Görevleriniz.
1. Yalan ve hakikat üzerine yazıdan, "Yalan Haykırır Hakikat" sözlerinin geçtiği yerden başlayıp "insana ulaşır oldu." sözlerinden sonra biten bölümü hiçbir değişiklik yapmadan geri verin.
2. Yalan ve hakikat üzerine yazıda "“Delikli demir çıktı, mertlik bozuldu”" diye başlayan paragrafı, temel bilgilerini koruyarak kısa bir madde listesi biçiminde yeniden yazın.

══ Alıntı Metin ══

Yalan Haykırır Hakikat Susarsa!...
“Delikli demir çıktı, mertlik bozuldu” diye bir söz vardı hani. Yani barutlu silahlar, füzeler, roketler, kıtalar arası konvansiyonel veya nükleer silahlar, mertliği adeta yok etti. İşte sosyal medya ya da medya denilen kitle iletişim araçları da hakikati bastırır hale geldi. Hakikat dört duvar arasında çıplak sesle konuluşulup yalanlar ise binlerce uydular, yüz binlerce TV kanalları ve milyonlarca internet hesaplarından bir anda milyarlarca insana ulaşır oldu.
Yalan fırtınaları o kadar şiddetli estiriliyor ki, bizzat
yalancının kendisi dahi uydurduğu yalana inanır olmaktadır. Bir insan kıyamet,
ahiret, mahkeme’i kübra, hesap, mükafat ve ceza gibi kavramlara da inanmıyorsa,
kim tutar artık. Bir de bu dinsiz imansızlar organize olmakla kalmayıp
uluslararası karanlık odaklarla iş birliği yapacak hainliğe de bulaşmışlarsa,
adeta suç makinasına dönüşmektedirler. “Fondaş medya” ve onların uzantıları
olan bu yalan makinaları, net olarak bir “güvenlik sorunu” haline gelmişlerdir.
Dolayısıyla bu ihanet şebekelerine yönelik özel mücadele yöntemleri
geliştirilmelidir. Çok daha etkin siber ordular geliştirilerek yalanıncının
mumu yatsıdan önce söndürülmelidir. İşte bazı yalan örnekleri:
YALANLARINA ASKERİ DE DAHİL ETTİLER
Bizzat CHP'nin fonladığı TELE1 televizyon kanalının sahibi
Merdan Yanardağ, deprem bölgesinde askerin görev almadığı yalanını resmi sosyal
medya hesabı üzerinden yayınladı.

═══
══ Verilen Bilgiler ══

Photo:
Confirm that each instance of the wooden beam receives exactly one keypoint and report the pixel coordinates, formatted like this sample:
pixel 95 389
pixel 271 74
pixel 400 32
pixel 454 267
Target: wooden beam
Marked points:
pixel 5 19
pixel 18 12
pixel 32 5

═══
══ Verilen Bilgiler ══

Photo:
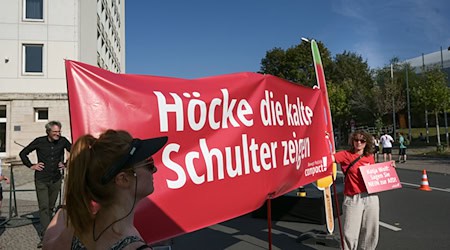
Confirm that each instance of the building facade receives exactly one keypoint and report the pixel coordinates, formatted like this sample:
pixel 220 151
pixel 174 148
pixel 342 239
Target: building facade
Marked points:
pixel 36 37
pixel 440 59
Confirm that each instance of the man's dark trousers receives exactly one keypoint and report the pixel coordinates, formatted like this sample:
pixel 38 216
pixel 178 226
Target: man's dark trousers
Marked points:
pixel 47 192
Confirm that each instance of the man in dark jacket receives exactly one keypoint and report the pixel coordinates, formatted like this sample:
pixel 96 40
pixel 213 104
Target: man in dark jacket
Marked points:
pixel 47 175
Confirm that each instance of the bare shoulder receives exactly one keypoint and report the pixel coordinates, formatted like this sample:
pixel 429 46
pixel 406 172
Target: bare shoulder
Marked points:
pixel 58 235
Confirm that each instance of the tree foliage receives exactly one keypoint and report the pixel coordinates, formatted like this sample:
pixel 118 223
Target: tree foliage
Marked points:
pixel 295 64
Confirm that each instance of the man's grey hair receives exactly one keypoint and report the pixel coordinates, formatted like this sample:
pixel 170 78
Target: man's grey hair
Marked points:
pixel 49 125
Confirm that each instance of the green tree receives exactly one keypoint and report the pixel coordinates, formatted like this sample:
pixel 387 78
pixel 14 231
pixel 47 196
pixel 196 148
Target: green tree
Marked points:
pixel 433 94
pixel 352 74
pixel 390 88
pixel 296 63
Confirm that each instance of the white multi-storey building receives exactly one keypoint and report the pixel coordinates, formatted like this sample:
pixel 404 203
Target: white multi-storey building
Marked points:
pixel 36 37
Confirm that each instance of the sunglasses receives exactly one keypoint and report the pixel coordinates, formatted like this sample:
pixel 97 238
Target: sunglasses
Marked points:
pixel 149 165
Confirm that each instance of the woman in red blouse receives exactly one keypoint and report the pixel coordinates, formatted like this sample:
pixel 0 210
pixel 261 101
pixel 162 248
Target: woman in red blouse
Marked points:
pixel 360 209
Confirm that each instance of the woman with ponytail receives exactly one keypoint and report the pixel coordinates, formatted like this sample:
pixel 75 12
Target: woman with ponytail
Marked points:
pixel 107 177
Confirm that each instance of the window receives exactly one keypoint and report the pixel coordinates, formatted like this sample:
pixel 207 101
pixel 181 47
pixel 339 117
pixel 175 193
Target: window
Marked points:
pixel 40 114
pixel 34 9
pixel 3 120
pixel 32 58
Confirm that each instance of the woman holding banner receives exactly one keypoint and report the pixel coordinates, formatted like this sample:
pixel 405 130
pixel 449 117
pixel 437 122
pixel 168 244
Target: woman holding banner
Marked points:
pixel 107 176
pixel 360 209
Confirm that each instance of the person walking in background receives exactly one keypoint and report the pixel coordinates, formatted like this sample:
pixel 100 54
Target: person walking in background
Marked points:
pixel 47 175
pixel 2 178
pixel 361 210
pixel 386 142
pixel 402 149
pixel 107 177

═══

Problem Çözümleri.
1.
Yalan Haykırır Hakikat Susarsa!...
“Delikli demir çıktı, mertlik bozuldu” diye bir söz vardı hani. Yani barutlu silahlar, füzeler, roketler, kıtalar arası konvansiyonel veya nükleer silahlar, mertliği adeta yok etti. İşte sosyal medya ya da medya denilen kitle iletişim araçları da hakikati bastırır hale geldi. Hakikat dört duvar arasında çıplak sesle konuluşulup yalanlar ise binlerce uydular, yüz binlerce TV kanalları ve milyonlarca internet hesaplarından bir anda milyarlarca insana ulaşır oldu.

2.
- "Delikli demir çıktı, mertlik bozuldu" sözünde anlatıldığı gibi barutlu silahlar, füzeler, roketler, konvansiyonel ve nükleer silahlar mertliği adeta yok etti.
- Benzer biçimde sosyal medya ve kitle iletişim araçları da hakikati bastırır hale geldi.
- Hakikat dört duvar arasında çıplak sesle dile getirilir.
- Yalanlar ise binlerce uydu, yüz binlerce TV kanalı ve milyonlarca internet hesabı aracılığıyla bir anda milyarlarca insana ulaşır.